#### [Work to complete]
Only one stretch of the data below is needed: the line with "the building facade" through the last line. Output it exactly and drop the pictures.

#### [Records supplied]
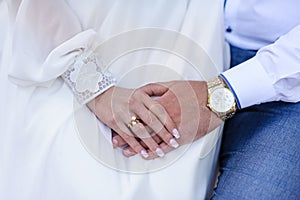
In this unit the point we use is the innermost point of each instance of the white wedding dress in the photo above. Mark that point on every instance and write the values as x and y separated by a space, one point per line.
54 148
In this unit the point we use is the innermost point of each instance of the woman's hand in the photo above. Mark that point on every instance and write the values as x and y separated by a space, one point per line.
186 104
134 115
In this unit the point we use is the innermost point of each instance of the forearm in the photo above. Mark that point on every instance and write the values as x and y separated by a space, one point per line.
272 75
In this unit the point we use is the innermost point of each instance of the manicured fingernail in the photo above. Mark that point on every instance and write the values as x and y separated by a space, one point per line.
176 133
128 153
159 152
174 143
115 142
144 153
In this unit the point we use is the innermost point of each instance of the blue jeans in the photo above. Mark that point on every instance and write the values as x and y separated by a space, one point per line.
260 152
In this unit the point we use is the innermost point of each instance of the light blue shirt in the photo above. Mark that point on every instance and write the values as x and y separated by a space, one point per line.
273 27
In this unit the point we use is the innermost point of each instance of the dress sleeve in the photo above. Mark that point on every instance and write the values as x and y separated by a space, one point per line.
49 42
272 75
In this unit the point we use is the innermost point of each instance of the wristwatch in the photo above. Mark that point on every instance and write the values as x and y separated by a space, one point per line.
221 100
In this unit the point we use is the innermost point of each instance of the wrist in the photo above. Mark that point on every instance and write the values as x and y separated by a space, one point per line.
221 99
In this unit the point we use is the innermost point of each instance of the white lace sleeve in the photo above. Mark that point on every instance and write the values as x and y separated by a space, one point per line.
87 78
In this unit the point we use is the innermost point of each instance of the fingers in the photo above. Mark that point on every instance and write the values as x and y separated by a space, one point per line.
140 131
118 141
158 120
128 151
129 138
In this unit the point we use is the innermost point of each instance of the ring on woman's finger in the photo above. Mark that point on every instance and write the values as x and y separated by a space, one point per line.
134 121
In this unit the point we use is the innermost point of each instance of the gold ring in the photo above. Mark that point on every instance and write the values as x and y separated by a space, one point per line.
134 121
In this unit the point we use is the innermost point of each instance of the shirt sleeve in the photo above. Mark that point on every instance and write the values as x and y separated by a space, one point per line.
49 42
272 75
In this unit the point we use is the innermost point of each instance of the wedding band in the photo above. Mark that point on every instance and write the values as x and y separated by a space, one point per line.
134 121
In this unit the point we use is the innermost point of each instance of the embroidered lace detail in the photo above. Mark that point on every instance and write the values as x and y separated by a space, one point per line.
87 79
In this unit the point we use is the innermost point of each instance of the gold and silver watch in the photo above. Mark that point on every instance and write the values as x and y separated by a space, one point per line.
220 98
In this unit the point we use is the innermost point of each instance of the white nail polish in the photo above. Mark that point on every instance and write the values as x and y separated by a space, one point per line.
176 133
174 143
144 153
159 152
127 152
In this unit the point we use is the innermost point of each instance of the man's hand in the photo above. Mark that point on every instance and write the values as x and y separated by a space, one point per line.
115 108
186 104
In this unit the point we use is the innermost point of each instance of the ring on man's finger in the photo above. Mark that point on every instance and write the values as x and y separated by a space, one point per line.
134 121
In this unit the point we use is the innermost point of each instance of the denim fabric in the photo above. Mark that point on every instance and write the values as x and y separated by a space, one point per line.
260 152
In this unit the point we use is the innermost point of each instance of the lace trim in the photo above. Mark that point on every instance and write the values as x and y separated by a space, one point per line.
87 79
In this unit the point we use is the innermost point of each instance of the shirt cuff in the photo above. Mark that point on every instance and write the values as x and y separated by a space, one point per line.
250 83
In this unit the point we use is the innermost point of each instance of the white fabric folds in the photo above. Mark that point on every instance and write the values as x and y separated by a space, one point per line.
53 147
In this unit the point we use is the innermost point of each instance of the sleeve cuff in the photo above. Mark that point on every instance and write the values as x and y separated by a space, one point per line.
250 83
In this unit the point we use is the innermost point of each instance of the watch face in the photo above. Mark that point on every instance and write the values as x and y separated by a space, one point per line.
221 99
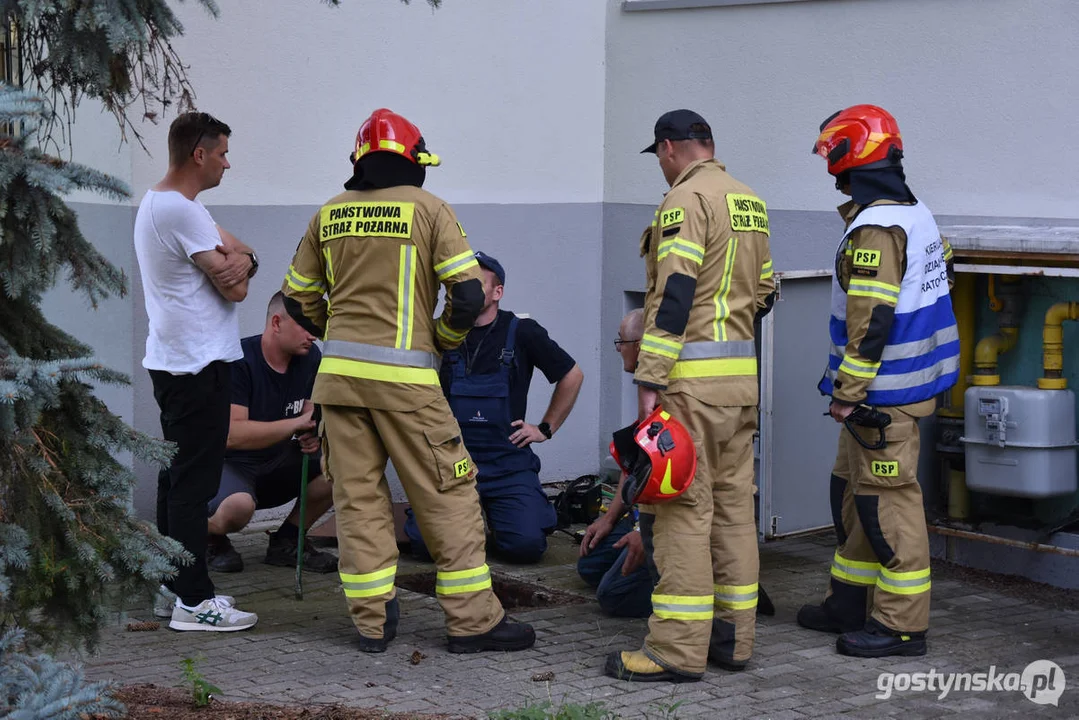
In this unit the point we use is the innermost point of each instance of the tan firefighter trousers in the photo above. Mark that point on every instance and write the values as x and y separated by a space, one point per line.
882 561
438 478
706 545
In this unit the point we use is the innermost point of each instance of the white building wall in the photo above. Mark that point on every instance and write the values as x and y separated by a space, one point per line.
508 92
985 93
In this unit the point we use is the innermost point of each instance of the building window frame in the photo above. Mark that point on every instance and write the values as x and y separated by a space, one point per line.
645 5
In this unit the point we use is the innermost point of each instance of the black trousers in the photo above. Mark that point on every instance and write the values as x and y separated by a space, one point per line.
194 415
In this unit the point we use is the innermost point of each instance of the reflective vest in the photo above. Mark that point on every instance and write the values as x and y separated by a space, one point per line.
922 356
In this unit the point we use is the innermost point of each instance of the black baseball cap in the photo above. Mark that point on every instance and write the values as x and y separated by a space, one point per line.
487 261
675 125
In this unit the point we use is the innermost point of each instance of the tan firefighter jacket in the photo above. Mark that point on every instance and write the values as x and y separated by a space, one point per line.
709 274
367 275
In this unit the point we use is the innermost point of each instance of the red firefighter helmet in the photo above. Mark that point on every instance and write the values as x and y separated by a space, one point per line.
860 136
387 132
657 457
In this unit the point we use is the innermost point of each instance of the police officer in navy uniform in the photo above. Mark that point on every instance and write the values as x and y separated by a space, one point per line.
487 380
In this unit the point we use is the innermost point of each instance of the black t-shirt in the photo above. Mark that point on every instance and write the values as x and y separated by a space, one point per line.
533 349
270 395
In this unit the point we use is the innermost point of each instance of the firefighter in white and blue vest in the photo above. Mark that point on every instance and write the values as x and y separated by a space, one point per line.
895 347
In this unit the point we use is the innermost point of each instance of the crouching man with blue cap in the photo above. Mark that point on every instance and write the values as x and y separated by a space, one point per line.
487 380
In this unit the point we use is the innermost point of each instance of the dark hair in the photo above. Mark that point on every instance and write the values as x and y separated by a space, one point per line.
276 304
188 131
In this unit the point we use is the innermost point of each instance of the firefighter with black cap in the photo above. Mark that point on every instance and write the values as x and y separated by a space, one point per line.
365 279
708 279
895 347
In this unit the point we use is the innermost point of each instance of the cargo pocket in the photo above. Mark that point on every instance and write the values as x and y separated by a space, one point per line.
897 464
451 458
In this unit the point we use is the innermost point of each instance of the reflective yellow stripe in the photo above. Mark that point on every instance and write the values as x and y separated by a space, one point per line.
406 296
329 265
302 283
681 247
350 368
683 607
455 265
872 288
455 582
915 582
855 572
736 597
859 368
722 309
874 284
719 367
368 584
657 345
383 145
448 333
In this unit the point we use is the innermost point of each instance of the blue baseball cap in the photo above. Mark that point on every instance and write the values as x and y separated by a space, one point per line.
487 261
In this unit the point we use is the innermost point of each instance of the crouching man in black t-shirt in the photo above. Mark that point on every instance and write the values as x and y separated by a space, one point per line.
270 430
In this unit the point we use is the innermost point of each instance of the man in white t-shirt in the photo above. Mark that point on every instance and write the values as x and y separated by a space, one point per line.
193 274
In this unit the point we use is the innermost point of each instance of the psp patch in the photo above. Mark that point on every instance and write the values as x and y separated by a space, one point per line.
885 469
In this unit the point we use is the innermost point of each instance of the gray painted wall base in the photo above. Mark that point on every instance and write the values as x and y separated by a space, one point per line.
1055 570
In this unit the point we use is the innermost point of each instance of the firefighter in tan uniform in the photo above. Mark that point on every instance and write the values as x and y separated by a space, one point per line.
895 349
378 253
709 276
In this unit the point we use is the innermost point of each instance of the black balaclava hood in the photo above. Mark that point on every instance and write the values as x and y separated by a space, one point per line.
385 170
869 186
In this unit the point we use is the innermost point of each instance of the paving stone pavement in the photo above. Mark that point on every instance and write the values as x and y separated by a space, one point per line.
303 651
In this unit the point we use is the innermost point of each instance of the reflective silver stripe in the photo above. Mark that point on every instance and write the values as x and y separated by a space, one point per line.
405 291
456 582
456 267
720 349
382 582
736 597
683 607
362 351
858 572
906 380
915 348
884 580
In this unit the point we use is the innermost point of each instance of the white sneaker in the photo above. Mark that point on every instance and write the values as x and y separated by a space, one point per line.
213 615
164 600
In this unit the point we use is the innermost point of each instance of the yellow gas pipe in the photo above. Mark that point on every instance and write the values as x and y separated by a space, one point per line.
965 306
1052 337
991 348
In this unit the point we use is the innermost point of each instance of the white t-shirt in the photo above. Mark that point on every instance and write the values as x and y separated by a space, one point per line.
191 324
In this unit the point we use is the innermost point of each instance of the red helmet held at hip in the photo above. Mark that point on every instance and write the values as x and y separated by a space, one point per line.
387 132
658 458
861 136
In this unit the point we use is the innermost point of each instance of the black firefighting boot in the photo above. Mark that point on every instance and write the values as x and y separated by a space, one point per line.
507 635
875 640
633 665
764 605
388 629
721 647
843 611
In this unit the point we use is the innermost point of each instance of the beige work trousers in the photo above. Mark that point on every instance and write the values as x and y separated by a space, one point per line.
439 479
706 544
884 549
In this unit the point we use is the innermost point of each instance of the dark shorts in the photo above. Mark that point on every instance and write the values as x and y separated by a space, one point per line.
271 484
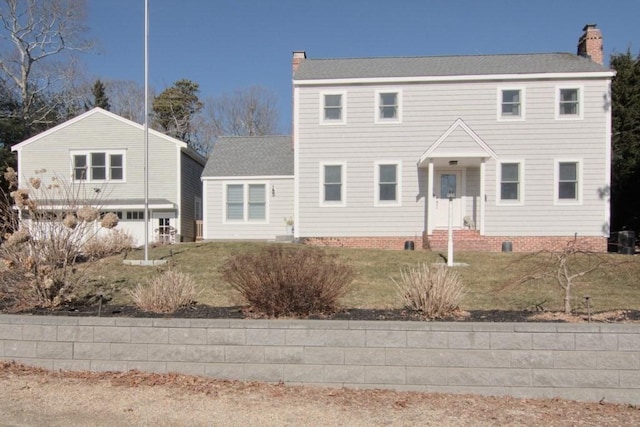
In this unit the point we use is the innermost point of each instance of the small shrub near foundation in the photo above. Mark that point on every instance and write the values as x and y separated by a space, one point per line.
165 293
289 281
112 243
434 291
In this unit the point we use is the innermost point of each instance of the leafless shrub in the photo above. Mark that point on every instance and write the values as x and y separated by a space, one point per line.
165 293
43 233
434 291
281 281
565 268
107 244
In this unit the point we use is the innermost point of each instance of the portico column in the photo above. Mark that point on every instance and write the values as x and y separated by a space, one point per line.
429 198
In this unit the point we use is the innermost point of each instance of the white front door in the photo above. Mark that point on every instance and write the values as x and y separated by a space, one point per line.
448 184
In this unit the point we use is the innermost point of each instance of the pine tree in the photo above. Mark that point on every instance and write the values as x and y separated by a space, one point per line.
100 98
625 101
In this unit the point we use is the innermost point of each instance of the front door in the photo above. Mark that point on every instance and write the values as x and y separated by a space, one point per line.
447 184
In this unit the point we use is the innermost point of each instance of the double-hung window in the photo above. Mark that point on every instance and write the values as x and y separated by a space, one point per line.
510 182
387 183
98 166
333 184
388 106
568 181
569 103
332 108
246 202
511 104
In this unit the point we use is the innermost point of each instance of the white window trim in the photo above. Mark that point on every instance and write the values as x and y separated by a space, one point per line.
245 202
556 173
343 115
580 114
523 98
197 208
343 193
376 118
521 169
107 153
376 184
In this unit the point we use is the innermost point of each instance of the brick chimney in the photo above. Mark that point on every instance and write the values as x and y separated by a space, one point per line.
590 44
298 57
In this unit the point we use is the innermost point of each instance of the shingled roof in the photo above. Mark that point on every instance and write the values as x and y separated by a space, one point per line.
431 66
250 156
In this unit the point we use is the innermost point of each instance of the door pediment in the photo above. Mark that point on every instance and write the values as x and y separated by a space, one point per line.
458 141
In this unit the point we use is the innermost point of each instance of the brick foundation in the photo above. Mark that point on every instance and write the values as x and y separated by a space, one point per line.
363 242
463 240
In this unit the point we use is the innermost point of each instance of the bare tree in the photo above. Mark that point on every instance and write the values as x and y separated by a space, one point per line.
566 268
251 112
38 40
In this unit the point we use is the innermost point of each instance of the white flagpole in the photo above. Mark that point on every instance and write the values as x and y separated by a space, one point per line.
146 131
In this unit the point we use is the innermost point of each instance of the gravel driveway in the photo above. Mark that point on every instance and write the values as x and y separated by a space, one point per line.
36 397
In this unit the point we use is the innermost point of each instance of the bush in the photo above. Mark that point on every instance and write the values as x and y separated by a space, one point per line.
433 291
111 243
282 281
165 293
40 246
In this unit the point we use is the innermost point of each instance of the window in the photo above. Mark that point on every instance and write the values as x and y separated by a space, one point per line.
568 181
135 215
388 105
511 104
568 103
387 189
257 201
98 166
246 202
235 202
332 108
388 108
332 184
510 181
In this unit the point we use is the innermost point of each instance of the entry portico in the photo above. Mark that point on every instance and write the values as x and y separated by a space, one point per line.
456 169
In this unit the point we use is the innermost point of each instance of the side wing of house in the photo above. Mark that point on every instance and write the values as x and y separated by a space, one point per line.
395 159
248 189
248 208
191 166
97 158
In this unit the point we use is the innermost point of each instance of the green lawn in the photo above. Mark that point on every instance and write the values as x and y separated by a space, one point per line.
490 278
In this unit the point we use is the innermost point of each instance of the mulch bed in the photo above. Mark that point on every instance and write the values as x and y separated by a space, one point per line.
209 312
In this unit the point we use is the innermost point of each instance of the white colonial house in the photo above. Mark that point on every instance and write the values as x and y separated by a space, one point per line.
99 156
507 147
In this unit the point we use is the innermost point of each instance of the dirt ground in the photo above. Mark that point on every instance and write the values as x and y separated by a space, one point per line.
36 397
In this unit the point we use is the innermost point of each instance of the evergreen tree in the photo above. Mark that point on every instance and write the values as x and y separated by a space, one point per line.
175 108
100 98
625 98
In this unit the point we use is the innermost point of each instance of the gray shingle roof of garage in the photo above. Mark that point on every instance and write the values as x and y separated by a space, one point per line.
316 69
250 156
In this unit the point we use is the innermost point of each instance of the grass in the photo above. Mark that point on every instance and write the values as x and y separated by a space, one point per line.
490 278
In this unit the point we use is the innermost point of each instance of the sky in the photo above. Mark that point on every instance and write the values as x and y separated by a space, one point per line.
228 45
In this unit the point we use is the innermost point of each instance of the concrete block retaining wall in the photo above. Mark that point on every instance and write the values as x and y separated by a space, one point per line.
586 362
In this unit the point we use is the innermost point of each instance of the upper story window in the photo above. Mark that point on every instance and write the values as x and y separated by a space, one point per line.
567 181
387 183
332 108
510 104
388 106
510 182
333 184
569 103
98 166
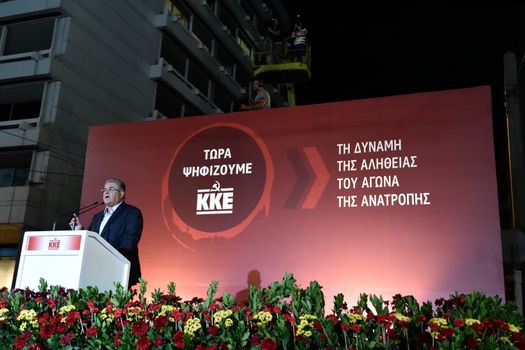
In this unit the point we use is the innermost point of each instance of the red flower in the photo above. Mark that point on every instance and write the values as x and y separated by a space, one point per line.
116 339
139 328
458 322
52 302
160 322
255 340
478 327
213 330
20 341
143 343
472 343
158 341
65 339
92 331
92 306
268 344
178 340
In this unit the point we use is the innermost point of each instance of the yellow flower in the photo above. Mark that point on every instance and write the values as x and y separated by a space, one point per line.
471 321
3 313
221 315
513 328
166 309
305 324
66 309
354 318
264 317
192 325
104 315
441 322
136 312
402 317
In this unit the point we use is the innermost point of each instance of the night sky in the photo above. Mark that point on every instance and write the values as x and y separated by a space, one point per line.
377 49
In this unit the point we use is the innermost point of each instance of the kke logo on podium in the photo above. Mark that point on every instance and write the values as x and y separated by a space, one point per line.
215 201
219 178
53 244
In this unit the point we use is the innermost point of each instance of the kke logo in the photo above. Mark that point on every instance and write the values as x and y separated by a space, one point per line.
219 180
53 244
215 200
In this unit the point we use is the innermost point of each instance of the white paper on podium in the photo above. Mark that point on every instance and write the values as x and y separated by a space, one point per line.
71 259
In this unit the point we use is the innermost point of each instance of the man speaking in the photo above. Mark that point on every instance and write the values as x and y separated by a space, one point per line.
120 224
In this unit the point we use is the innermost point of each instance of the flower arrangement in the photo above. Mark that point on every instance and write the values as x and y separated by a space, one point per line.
281 316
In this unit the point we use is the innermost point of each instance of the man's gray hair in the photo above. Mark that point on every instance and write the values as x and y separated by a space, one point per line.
119 183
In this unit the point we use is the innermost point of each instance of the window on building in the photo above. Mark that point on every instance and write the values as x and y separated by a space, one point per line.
225 59
174 54
198 77
14 167
222 99
29 36
202 34
227 19
21 101
168 102
245 44
181 11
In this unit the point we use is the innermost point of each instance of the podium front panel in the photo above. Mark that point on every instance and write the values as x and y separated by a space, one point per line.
71 259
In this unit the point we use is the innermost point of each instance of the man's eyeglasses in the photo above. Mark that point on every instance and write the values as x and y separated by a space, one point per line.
111 189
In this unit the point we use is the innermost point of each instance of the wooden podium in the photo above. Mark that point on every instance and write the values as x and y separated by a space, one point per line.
71 259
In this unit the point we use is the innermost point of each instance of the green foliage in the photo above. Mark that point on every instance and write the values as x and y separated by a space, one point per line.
281 316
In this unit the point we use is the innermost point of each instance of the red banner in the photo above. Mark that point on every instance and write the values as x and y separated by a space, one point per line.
384 196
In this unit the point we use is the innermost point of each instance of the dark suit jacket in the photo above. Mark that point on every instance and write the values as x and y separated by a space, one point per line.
123 231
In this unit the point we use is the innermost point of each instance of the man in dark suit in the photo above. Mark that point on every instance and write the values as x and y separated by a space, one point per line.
119 223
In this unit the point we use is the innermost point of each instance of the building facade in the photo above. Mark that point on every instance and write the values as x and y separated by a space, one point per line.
67 65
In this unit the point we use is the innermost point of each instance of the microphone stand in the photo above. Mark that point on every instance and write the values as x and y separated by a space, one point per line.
81 210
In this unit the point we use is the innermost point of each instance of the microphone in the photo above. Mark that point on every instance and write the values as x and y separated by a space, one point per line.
87 208
81 210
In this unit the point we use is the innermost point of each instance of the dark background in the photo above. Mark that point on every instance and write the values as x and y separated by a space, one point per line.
377 49
373 49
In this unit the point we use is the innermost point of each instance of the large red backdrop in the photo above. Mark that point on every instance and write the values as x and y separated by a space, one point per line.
382 196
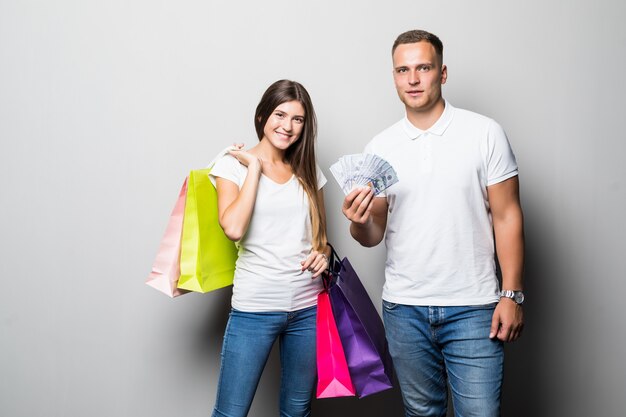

#### [Answer space]
In this unit the point we use is the innermost point of each instance of the building facade in the photo above. Mark that point on every instance and write the values as x and y separated by a space, one point per line.
67 65
In this unit the point we use is the innermost point of each instance of the microphone stand in the photo above. Mark that point on every instance and write the values as x and y separated by a space, one point per line.
81 210
In this unit the point we use is the innermost point of each instance of the microphone in the photo above. Mark that point on every instance and write the values as x and y separated by a space, one point per line.
87 208
81 210
In this unit the point we use is the innermost point of each instance of the dark background in the photo above. Mark that point on every instance and write the values as x and y separated by a space, one point per line.
377 49
373 49
In this unit the point we use is the innermost point of each instance of the large red backdrop in the photo above. Mark that point on every instance and write the values as x and y separated by a space, one point per line.
382 196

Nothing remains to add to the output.